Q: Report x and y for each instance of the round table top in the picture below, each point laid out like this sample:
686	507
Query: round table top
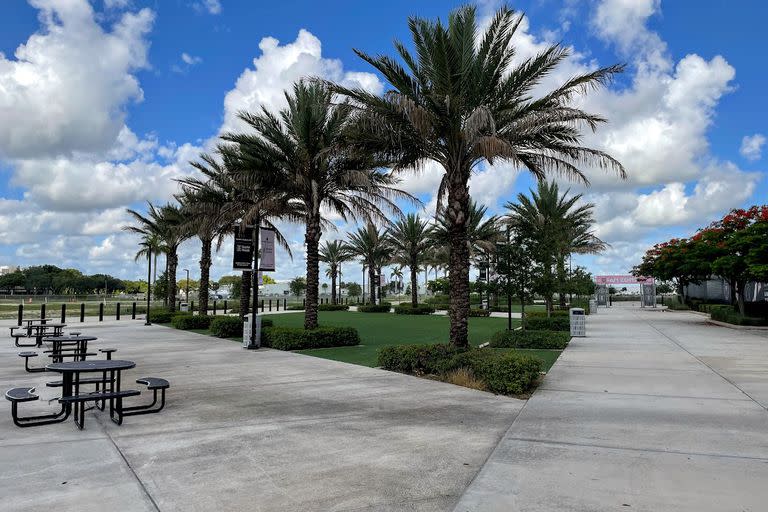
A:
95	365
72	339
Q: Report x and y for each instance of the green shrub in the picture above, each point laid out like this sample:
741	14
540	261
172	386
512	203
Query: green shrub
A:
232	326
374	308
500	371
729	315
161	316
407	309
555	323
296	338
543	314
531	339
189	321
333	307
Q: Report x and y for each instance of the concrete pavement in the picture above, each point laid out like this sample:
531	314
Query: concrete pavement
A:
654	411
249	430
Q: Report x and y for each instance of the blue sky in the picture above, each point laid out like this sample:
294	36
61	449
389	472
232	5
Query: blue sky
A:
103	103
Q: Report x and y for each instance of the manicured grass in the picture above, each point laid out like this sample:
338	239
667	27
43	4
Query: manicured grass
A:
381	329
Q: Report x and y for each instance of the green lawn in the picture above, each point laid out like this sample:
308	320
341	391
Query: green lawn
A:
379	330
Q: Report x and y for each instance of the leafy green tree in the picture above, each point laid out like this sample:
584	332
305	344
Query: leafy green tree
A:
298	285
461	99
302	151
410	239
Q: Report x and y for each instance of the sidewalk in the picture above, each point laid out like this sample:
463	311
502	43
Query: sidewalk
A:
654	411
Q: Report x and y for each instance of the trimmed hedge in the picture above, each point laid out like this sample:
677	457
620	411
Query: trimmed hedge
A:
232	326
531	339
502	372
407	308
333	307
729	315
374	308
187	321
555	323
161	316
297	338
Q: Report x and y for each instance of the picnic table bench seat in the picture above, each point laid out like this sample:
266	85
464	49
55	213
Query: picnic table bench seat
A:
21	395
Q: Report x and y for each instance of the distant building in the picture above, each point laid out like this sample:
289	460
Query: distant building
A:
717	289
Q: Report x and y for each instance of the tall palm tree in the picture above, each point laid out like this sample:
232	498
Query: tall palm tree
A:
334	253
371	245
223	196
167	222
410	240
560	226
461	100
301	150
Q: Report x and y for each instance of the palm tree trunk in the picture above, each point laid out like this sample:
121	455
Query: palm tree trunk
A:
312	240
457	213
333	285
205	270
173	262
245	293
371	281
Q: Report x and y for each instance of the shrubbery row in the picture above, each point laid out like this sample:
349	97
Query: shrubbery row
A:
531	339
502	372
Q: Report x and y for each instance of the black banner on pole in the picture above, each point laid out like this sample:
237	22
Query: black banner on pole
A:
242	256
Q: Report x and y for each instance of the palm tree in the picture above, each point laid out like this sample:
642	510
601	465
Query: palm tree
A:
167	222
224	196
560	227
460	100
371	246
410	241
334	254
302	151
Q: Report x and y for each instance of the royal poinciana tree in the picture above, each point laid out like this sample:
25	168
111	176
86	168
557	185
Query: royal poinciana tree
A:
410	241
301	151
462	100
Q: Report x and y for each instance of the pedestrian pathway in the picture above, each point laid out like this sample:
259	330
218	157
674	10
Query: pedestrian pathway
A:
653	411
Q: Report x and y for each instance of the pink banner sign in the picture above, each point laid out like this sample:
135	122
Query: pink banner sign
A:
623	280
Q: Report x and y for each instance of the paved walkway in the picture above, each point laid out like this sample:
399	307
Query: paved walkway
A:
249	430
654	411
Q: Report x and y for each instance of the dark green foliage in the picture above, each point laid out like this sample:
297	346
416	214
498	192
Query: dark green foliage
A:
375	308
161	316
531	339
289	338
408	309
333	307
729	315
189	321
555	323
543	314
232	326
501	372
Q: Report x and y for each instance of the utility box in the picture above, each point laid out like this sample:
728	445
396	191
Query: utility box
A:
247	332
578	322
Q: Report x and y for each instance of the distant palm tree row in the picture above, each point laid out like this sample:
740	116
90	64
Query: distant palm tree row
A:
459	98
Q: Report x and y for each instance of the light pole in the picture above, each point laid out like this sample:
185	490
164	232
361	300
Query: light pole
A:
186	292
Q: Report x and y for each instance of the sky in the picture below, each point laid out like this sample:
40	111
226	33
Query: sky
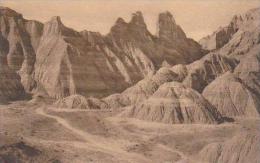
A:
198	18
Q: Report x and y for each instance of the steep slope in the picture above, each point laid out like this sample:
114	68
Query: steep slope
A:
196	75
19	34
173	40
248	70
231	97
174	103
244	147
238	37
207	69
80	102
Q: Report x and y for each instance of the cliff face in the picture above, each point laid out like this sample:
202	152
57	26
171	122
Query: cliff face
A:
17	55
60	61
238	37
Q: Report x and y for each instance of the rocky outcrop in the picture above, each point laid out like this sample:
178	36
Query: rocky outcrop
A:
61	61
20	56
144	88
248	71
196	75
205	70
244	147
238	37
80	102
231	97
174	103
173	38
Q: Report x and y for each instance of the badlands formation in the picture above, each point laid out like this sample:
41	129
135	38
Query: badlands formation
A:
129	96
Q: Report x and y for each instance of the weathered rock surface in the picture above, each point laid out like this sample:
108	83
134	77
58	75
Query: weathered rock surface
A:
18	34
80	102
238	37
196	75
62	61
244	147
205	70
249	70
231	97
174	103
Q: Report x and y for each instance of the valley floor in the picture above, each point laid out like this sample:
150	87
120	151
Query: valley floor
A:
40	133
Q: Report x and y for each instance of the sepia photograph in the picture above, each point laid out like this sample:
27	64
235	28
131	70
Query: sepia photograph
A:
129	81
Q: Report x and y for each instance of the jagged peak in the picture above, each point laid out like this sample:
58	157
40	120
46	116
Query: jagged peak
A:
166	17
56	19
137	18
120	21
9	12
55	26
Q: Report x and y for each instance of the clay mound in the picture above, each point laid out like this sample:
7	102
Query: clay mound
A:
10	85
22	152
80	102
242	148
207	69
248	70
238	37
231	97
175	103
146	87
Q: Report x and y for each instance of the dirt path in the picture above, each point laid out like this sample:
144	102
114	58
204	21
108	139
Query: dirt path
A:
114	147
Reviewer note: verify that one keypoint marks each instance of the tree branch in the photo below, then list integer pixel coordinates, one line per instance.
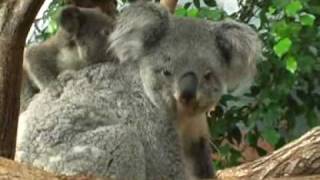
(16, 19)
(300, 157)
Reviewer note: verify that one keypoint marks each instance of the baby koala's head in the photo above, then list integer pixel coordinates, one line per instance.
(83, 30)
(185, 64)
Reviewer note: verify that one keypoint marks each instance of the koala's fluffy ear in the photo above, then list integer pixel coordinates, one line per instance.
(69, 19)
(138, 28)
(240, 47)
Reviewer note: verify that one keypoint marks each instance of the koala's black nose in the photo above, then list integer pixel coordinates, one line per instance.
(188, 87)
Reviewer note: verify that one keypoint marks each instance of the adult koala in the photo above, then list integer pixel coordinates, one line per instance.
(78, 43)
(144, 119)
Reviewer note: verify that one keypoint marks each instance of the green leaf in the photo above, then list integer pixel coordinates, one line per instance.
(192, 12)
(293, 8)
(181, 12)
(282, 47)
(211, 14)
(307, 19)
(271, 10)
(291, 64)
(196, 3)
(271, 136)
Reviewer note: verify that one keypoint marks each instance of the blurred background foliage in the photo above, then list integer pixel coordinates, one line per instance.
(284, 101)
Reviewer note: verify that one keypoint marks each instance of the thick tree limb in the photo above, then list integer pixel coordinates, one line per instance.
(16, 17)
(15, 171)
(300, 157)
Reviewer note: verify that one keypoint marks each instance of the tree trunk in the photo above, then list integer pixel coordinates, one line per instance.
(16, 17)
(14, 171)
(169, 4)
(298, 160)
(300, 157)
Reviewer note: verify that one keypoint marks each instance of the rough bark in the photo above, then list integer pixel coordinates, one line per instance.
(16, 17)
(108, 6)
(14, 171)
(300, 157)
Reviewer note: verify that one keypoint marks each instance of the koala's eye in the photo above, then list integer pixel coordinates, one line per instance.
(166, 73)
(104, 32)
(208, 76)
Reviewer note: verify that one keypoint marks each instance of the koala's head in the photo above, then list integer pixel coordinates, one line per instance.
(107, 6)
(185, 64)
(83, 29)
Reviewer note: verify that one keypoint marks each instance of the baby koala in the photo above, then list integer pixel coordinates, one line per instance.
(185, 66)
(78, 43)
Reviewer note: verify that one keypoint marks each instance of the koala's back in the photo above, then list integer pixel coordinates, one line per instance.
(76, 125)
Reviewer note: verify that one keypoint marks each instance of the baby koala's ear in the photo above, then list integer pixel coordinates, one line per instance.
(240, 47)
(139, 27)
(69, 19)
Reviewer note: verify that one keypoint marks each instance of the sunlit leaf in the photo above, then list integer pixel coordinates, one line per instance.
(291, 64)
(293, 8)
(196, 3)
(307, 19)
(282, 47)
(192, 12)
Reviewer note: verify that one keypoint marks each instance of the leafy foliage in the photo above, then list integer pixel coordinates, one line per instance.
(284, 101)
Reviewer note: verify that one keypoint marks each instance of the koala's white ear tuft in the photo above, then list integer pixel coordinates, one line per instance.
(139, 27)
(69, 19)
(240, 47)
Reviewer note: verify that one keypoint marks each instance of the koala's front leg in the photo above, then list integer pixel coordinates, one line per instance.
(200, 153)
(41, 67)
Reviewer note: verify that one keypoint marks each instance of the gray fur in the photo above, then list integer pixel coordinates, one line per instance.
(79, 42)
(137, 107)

========

WORK REQUIRED — Repeat word for word each line from the one with "of the sunlit" to the end of the records above, inclusive.

RESULT OF THE TASK —
Reviewer note: verify that one keypoint marks each instance of the sunlit leaf in the photo above, then list integer pixel coordinates, one line per instance.
(291, 64)
(293, 8)
(196, 3)
(307, 19)
(282, 47)
(192, 12)
Reviewer note: verify that one keypoint marks each instance of the leafy foliage in the photo above, then list integer pixel coordinates, one line per instance.
(284, 101)
Reviewer note: verify that one keypoint marks each instance of the koala's white ear tuft in the photo above, then list integer pixel coordinates, one line per instance.
(139, 27)
(69, 19)
(240, 47)
Reviewer note: verify that one keypoint marks each instance of the koala's front leg in the photo above, then list integer pixel coordinates, one line per instance.
(200, 153)
(41, 67)
Reviewer note: verify that one keypoint marks each instance of the gray fur in the photo above, then list integer pixel coordinates, one line per instance.
(79, 42)
(137, 107)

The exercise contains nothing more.